[TEXT SEGMENT Boundary: Start]
11 communication tips from OSHA

osha, Occupational Safety and Health Administration. Chalkboard on a wooden background.

As you design your back-to-work plan, here are some tips from the U.S. Labor Department’s Occupational Safety and Health Administration.

OSHA offers a wealth of information in its 35-page Guidance on Preparing Workplaces for COVID-19.

Just interested in the comms-related advice? Don’t worry, we’ve scoured the document for key suggestions for busy communicators.

Some crucial points, according to OSHA, that communicators must consider:

1. Promote employee self-monitoring. Inform and encourage employees to self-monitor for signs and symptoms of COVID-19 if they suspect possible exposure. Encourage sick employees to stay home. (There’s a handy self-checker at the link, for all us hypochondriacs.)

2. Keep them informed about pay, leave, safety, health and other issues that may arise during infectious disease outbreaks. Provide appropriate training, education and informational material about business-essential job functions and worker health and safety.

“Informed workers who feel safe at work are less likely to be unnecessarily absent,” OSHA states.

3. Keep it virtual. Minimize contact among workers, clients, and customers by replacing face-to-face meetings with virtual communications and implementing telework if feasible.

4. Address questions. Developing emergency communications plans, including a forum for answering workers’ concerns and internet-based communications, if feasible.

5. Train them. Provide workers with up-to-date education and training on COVID-19 risk factors and protective behaviors. This includes cough etiquette and care of personal protective equipment.

Train workers who must use protecting clothing and equipment how to put it on, wear it, use it properly and take it off correctly. This should be done with an eye to their current and future duties.

“Training material should be easy to understand and available in the appropriate language and literacy level for all workers,” OSHA says.

6. Find alternate ways to reach them in a crisis. Develop emergency communications plans, including a forum for answering workers’ concerns and internet-based communications, if feasible.

7. Stay informed. Monitor public health communications about COVID-19 recommendations and ensure that workers have access to that information. Frequently check the CDC COVID-19 website.

Comms department should then “collaborate with workers to designate effective means of communicating important COVID-19 information,” OSHA says.

8. Get help from your health care partners. Work with the insurance company providing employee health benefits, as well as state and local health agencies, to offer information to workers and customers about medical care in the event of a COVID-19 outbreak.

9. Inform workers about on-site care. Communicate the availability of medical screening or other worker health resources. Do you have a nurse on site? Do you offer telemedicine services? How many of your employees know that?

10. Communicate to customers. Don’t forget those sneezy folks wandering your stores. Inform them about symptoms of COVID-19 and ask those who are sick to minimize contact with workers until healthy again.

For example, post signs about COVID-19 in pharmacies where sick customers may visit, and include information in automated messages sent when prescriptions are ready for pick up.

Also, consider strategies to minimize face-to-face contact, including drive-through windows and phone-based communication.

11. Keep international employees apprised. Warn workers abroad that the State Department cannot provide Americans abroad with medications or supplies, even in the event of a COVID-19 outbreak.
[TEXT SEGMENT Boundary: End]
* **PROBLEM DETAILS**
Could you copy the OSHA communication tips word for word, starting at "Train workers who" and ending at "the CDC COVID-19 website."?
[EXTRACTED RECORDS Boundary: Start]
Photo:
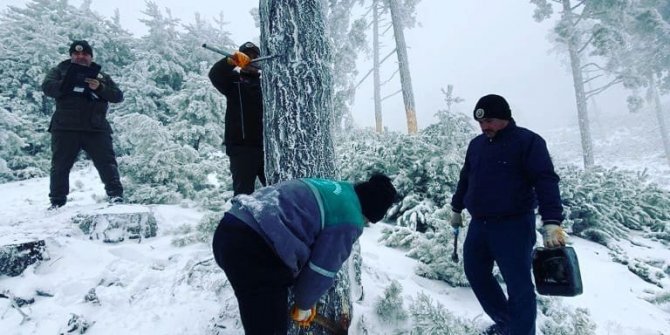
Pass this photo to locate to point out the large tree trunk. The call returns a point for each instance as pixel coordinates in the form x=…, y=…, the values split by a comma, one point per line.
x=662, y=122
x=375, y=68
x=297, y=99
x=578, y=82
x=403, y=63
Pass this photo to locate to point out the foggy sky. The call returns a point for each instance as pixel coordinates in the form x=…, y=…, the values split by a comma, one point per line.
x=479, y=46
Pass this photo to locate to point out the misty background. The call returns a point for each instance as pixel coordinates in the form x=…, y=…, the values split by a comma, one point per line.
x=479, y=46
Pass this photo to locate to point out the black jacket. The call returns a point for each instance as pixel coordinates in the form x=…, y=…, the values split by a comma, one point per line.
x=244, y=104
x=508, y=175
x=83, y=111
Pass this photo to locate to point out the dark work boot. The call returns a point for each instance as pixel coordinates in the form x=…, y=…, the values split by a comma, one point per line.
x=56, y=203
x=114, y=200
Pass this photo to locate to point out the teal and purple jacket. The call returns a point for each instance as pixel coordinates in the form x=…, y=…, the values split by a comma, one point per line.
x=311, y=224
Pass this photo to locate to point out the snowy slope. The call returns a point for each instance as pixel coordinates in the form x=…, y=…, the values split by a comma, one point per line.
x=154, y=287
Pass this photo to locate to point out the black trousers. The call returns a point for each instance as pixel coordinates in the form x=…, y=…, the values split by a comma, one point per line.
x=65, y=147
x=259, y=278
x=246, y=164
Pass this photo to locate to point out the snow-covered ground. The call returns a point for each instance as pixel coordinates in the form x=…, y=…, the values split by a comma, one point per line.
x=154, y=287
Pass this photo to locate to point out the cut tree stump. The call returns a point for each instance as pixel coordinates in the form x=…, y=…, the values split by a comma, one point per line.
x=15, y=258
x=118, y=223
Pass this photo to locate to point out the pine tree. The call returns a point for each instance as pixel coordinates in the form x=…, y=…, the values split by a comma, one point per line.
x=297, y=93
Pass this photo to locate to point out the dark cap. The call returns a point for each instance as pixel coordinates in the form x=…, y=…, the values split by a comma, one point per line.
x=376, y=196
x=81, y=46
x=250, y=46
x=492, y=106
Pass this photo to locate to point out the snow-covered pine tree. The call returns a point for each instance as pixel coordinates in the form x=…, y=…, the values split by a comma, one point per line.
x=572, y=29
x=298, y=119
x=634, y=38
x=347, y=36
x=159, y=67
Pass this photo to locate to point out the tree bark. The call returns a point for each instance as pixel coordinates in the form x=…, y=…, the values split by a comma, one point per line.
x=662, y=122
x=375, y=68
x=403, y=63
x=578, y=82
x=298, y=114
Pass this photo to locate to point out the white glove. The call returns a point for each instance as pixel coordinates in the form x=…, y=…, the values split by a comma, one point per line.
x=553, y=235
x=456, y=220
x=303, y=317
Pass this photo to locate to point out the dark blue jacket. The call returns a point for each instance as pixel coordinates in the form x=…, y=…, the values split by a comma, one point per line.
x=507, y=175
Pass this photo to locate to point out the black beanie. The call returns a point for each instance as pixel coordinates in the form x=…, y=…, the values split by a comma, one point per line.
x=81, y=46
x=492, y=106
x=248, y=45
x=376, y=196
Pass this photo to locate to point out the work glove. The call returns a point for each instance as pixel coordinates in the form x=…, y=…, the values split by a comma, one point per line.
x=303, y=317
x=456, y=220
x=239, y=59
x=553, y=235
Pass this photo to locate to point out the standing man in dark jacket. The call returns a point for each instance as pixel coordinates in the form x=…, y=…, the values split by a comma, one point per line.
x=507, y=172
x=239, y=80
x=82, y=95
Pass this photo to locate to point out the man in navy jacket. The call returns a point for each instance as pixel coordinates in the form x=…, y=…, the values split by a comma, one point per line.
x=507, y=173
[EXTRACTED RECORDS Boundary: End]
* **TASK RESPONSE**
Train workers who must use protecting clothing and equipment how to put it on, wear it, use it properly and take it off correctly. This should be done with an eye to their current and future duties.

“Training material should be easy to understand and available in the appropriate language and literacy level for all workers,” OSHA says.

6. Find alternate ways to reach them in a crisis. Develop emergency communications plans, including a forum for answering workers’ concerns and internet-based communications, if feasible.

7. Stay informed. Monitor public health communications about COVID-19 recommendations and ensure that workers have access to that information. Frequently check the CDC COVID-19 website.